Task instructions >>
All that is wanted is the exact lines from the one with "One point per instance of the wet" through the last line of the entries, with both ends kept and every picture left out.

Records shown >>
· · · · ·

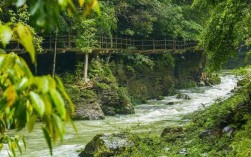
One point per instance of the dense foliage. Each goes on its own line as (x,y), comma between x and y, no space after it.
(24,98)
(227,29)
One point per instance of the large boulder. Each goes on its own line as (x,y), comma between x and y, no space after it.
(115,101)
(183,96)
(88,111)
(107,145)
(172,133)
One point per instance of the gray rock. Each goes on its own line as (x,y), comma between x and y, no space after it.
(210,132)
(170,103)
(183,96)
(106,145)
(228,130)
(90,111)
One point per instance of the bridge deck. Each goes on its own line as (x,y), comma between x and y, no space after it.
(107,45)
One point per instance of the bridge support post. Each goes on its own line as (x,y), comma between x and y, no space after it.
(86,64)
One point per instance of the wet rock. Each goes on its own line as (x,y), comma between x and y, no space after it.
(210,132)
(183,151)
(88,111)
(201,83)
(160,98)
(183,96)
(107,145)
(170,103)
(114,102)
(172,134)
(171,130)
(228,130)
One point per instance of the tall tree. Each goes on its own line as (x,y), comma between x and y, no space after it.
(227,29)
(24,98)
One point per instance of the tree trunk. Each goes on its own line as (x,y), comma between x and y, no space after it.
(55,55)
(109,56)
(86,67)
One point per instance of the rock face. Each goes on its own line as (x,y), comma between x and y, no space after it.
(113,102)
(169,72)
(106,145)
(91,111)
(172,133)
(183,96)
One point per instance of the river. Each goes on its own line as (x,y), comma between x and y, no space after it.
(153,116)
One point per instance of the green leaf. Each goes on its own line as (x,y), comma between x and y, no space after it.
(20,3)
(63,3)
(81,2)
(59,103)
(31,123)
(37,103)
(26,39)
(24,142)
(59,125)
(1,146)
(64,93)
(48,139)
(5,34)
(24,83)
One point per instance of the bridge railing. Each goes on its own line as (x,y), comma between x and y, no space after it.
(66,42)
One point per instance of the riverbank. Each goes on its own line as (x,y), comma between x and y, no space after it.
(116,85)
(222,129)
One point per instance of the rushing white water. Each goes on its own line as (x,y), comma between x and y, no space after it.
(153,116)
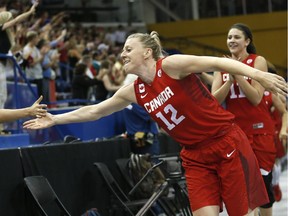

· · · · ·

Written answer >>
One point per instance of the wet rock. Each goes on its own line as (x,y), comma between x and y, no space after it.
(210,132)
(183,151)
(88,111)
(201,83)
(160,98)
(183,96)
(107,145)
(170,103)
(114,102)
(172,134)
(171,130)
(228,130)
One point per instance of the tall tree. Each goes on its own line as (x,y), comma between x and y, no space after it.
(227,29)
(24,98)
One point per instance of the tree trunk. Each goes on its own line as (x,y), comma between x and y, no space after it.
(55,55)
(109,56)
(86,67)
One point per instance of the rock face. Each goes on its own line as (x,y), comma between x and y, no space after it.
(113,102)
(169,72)
(106,145)
(91,111)
(172,133)
(183,96)
One point per instance of the river. Each goes on its own line as (x,y), comma between x and y, no space after it.
(153,116)
One point per instance of the green leaf. Each goes on its own line as (x,y), comma between x and y, no space after it.
(20,3)
(63,3)
(81,2)
(59,103)
(31,123)
(37,103)
(26,39)
(24,142)
(59,125)
(1,146)
(64,93)
(48,139)
(5,34)
(24,83)
One point per instance of the bridge railing. Each goes on its own line as (x,y), comma between x and y, no space after it.
(66,42)
One point per instance of the riverbank. Each goes on its own line as (x,y), comma between x and y, no space after it.
(116,85)
(222,129)
One point per instance of the rushing white water. Each goes on its own line as (x,y), comma between x and y, no space after it.
(153,116)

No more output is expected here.